* [WRITTEN INSTRUCTION] Rewrite the records from the line containing "Locate the yellow helmet, then" up to and including the line containing "[[228, 149], [69, 91], [64, 91]]" as a Markdown table with the columns Row and Record line, numbering each line and omitting blank lines.

* [EXERCISE DATA]
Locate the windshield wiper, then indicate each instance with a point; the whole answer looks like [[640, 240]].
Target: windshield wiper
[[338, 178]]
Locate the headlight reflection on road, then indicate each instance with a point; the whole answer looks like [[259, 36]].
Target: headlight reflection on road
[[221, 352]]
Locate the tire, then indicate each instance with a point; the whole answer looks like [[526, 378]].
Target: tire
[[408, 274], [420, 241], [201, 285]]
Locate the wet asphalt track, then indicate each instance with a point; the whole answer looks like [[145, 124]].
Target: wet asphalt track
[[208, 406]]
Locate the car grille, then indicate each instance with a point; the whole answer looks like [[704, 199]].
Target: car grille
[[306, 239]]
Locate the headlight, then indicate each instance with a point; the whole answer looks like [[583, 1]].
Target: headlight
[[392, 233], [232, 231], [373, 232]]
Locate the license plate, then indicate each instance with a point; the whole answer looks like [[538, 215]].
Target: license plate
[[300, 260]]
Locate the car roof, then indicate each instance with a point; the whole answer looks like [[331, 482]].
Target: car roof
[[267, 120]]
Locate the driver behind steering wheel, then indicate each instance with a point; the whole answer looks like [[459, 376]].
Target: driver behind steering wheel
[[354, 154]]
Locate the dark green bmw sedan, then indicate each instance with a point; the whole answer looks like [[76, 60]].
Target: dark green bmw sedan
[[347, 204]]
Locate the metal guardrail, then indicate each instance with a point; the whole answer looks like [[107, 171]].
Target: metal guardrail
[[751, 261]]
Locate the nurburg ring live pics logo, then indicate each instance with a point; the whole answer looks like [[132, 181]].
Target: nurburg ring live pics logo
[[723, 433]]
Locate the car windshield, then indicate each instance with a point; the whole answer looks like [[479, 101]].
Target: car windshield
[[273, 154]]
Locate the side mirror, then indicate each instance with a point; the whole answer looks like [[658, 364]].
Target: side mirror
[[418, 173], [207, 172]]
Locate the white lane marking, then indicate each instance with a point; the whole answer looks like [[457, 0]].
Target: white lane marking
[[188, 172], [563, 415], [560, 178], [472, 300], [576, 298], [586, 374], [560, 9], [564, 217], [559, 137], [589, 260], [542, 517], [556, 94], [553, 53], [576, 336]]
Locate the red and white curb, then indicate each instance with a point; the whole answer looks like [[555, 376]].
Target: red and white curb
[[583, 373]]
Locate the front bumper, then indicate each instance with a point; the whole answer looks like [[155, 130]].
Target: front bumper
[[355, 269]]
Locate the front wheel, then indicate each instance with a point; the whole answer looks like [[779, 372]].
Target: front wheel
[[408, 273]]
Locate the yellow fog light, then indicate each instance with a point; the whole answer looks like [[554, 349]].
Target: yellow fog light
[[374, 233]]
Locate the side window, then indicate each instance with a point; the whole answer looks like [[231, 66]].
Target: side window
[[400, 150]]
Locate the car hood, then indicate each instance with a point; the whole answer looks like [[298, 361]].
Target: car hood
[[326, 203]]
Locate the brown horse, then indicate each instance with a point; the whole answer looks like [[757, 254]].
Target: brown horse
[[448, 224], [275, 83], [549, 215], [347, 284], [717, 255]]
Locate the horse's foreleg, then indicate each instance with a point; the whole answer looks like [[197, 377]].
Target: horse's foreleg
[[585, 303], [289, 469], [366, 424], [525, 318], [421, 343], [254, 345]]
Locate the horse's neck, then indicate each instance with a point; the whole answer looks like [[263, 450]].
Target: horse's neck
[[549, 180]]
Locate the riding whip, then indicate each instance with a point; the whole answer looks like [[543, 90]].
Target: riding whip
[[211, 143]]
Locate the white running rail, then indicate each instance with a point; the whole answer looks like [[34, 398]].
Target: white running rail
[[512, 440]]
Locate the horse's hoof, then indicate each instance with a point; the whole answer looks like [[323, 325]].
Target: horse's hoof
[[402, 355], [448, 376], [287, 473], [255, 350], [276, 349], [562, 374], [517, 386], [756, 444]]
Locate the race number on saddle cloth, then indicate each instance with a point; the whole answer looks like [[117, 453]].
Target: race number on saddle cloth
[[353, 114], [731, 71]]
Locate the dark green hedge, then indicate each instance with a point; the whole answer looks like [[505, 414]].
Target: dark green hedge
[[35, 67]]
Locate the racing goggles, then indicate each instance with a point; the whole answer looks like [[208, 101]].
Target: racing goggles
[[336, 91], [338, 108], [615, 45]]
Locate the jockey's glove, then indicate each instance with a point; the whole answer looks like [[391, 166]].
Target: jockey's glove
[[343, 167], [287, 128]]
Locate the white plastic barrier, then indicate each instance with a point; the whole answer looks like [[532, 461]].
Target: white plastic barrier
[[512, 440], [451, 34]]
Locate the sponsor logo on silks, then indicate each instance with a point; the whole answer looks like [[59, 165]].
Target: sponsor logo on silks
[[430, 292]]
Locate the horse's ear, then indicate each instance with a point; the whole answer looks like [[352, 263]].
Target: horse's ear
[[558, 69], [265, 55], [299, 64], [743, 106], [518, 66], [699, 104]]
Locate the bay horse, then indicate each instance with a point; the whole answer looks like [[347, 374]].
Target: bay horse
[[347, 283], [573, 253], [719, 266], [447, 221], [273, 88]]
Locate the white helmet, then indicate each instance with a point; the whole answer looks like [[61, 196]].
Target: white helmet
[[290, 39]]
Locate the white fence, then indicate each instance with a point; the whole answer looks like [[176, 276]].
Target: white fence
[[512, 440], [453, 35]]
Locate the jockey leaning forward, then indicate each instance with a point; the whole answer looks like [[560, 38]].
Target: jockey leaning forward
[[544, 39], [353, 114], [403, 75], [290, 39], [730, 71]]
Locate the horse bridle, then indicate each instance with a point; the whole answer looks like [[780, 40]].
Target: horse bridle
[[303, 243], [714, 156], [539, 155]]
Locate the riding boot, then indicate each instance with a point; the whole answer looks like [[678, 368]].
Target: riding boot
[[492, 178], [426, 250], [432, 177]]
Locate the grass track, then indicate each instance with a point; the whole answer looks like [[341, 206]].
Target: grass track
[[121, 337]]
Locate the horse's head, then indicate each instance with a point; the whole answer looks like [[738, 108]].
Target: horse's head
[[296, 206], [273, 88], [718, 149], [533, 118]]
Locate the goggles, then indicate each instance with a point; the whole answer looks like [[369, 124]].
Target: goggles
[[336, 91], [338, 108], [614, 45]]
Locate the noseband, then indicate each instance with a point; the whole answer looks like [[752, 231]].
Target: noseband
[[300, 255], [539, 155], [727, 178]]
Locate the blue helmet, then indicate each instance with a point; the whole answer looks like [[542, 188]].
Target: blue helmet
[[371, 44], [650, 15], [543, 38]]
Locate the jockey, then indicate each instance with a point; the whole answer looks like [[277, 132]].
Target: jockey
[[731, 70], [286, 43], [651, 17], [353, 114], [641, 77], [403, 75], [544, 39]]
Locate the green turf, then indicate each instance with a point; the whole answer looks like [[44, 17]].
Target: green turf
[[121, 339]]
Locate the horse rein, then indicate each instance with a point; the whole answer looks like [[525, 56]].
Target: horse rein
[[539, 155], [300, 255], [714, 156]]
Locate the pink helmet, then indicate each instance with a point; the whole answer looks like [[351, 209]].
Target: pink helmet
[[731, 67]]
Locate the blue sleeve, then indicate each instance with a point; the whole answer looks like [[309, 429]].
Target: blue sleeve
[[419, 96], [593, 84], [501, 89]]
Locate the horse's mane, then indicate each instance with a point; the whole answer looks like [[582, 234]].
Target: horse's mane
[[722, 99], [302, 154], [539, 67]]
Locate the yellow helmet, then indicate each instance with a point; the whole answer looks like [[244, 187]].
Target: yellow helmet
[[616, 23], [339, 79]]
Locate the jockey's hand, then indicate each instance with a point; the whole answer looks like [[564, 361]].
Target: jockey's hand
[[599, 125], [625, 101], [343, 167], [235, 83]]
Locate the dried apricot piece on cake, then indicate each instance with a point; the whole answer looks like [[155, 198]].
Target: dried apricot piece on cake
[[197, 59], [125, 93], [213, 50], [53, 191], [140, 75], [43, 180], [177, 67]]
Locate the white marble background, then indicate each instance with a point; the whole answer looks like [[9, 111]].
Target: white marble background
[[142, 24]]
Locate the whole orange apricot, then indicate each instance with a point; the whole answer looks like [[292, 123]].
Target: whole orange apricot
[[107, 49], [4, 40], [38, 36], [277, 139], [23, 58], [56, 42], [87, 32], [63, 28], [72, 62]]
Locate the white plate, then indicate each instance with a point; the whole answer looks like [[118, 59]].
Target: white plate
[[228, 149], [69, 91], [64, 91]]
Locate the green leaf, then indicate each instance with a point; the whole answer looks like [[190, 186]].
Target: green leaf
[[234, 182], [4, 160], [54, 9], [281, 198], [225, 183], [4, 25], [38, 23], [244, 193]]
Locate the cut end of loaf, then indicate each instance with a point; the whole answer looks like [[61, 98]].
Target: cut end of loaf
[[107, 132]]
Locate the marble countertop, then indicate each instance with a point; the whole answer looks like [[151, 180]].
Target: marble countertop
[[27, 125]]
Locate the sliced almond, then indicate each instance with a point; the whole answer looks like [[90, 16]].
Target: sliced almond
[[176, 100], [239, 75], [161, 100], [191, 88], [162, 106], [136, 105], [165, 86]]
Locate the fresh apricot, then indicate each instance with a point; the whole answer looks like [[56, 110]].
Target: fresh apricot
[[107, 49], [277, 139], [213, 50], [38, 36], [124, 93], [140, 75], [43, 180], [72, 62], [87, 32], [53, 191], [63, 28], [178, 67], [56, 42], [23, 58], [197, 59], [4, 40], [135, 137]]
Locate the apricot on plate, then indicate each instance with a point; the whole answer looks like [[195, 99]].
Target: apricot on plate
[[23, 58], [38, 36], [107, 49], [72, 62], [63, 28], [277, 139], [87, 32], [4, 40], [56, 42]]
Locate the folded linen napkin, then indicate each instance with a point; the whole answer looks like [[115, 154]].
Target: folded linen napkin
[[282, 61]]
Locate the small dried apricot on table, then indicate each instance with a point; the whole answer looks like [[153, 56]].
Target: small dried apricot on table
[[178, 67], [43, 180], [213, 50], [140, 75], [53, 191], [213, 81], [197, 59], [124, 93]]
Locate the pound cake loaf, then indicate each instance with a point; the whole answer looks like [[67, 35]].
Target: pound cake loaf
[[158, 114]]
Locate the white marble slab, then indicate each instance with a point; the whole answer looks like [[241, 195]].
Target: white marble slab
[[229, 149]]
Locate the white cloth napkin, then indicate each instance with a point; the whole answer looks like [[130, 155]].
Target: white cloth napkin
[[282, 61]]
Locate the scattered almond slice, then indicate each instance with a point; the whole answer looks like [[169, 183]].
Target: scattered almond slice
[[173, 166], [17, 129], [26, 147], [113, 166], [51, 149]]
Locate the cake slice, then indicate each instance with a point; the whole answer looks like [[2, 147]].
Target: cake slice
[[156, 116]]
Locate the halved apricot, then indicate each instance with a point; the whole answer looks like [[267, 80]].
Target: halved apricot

* [EXERCISE ANSWER]
| Row | Record line |
|---|---|
| 1 | Locate the yellow helmet, then indicate each instance with a point; the whole answer looks like [[244, 187]]. |
| 2 | Target: yellow helmet |
| 3 | [[616, 23], [339, 79]] |
| 4 | Locate the jockey's hand, then indicate each instance with a point; the whole answer looks like [[564, 361]]. |
| 5 | Target: jockey's hand |
| 6 | [[599, 125], [625, 101], [343, 167], [235, 83]] |
| 7 | Locate the dried apricot piece on cake, then indicate each instance with a point; the whole answer looks like [[155, 198]]. |
| 8 | Target: dried apricot piece on cake |
| 9 | [[197, 59], [125, 93], [213, 50], [53, 191], [140, 75], [43, 180], [177, 67]] |
| 10 | Locate the white marble background, then indicate each instance with a point; the whole answer looks like [[9, 111]]. |
| 11 | Target: white marble background |
| 12 | [[142, 24]] |
| 13 | Locate the whole orange apricot, then indicate each instance with a point; the whole answer looks like [[292, 123]]. |
| 14 | Target: whole orange apricot |
| 15 | [[107, 49], [4, 40], [38, 36], [277, 139], [23, 58], [56, 42], [87, 32], [63, 28], [72, 62]] |
| 16 | Locate the white plate, then indicate each instance with a point; the whole answer looks like [[118, 59]]. |
| 17 | Target: white plate |
| 18 | [[228, 149], [69, 91], [64, 91]] |